DIRECTIONS FOR THIS TASK: If a line in the data contains "blue", copy it out.
★ ★ ★ ★
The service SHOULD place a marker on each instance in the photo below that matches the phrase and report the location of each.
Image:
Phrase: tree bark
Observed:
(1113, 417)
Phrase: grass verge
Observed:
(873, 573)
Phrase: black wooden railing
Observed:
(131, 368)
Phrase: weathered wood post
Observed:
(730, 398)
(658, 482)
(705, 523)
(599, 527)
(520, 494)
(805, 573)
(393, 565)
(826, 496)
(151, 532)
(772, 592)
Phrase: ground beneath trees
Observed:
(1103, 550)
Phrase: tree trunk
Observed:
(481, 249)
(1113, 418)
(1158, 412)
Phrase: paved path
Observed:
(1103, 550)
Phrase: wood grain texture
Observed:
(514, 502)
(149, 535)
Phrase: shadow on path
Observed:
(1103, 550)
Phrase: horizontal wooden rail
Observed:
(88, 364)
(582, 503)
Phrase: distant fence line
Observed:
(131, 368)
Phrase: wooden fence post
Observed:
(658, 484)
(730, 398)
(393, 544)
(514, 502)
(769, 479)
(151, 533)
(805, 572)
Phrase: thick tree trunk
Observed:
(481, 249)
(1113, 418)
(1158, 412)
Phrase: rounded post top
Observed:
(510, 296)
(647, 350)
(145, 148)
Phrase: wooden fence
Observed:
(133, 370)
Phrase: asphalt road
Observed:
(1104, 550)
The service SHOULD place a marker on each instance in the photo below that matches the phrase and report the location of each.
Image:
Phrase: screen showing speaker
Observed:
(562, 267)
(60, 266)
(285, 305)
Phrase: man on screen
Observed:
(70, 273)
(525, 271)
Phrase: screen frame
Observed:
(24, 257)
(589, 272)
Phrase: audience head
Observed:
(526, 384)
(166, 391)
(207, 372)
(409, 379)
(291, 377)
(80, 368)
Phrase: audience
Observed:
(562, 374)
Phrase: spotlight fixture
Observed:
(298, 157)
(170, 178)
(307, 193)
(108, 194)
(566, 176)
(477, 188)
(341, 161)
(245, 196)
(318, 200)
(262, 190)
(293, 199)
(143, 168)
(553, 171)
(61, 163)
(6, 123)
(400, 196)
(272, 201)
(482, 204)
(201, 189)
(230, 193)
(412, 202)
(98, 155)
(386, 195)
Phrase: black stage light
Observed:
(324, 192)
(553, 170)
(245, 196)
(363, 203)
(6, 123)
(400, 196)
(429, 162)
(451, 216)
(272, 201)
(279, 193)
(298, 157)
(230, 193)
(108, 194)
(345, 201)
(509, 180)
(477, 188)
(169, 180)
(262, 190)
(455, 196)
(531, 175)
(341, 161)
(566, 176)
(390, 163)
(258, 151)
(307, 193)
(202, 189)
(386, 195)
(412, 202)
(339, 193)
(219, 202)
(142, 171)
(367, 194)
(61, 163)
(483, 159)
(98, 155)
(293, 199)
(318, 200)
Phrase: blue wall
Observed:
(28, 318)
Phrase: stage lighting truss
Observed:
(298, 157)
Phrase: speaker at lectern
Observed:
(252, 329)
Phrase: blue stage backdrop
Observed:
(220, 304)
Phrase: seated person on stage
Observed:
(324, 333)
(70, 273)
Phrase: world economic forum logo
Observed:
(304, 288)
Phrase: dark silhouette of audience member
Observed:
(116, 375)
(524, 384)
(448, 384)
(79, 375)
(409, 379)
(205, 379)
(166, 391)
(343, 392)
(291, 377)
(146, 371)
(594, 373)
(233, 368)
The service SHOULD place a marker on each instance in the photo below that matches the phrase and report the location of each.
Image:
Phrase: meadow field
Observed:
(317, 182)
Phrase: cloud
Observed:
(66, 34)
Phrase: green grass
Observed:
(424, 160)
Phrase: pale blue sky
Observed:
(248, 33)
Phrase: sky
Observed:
★ ★ ★ ★
TASK ANSWER:
Phrase: blue wall
Phrase: blue stage backdrop
Phrase: pale blue sky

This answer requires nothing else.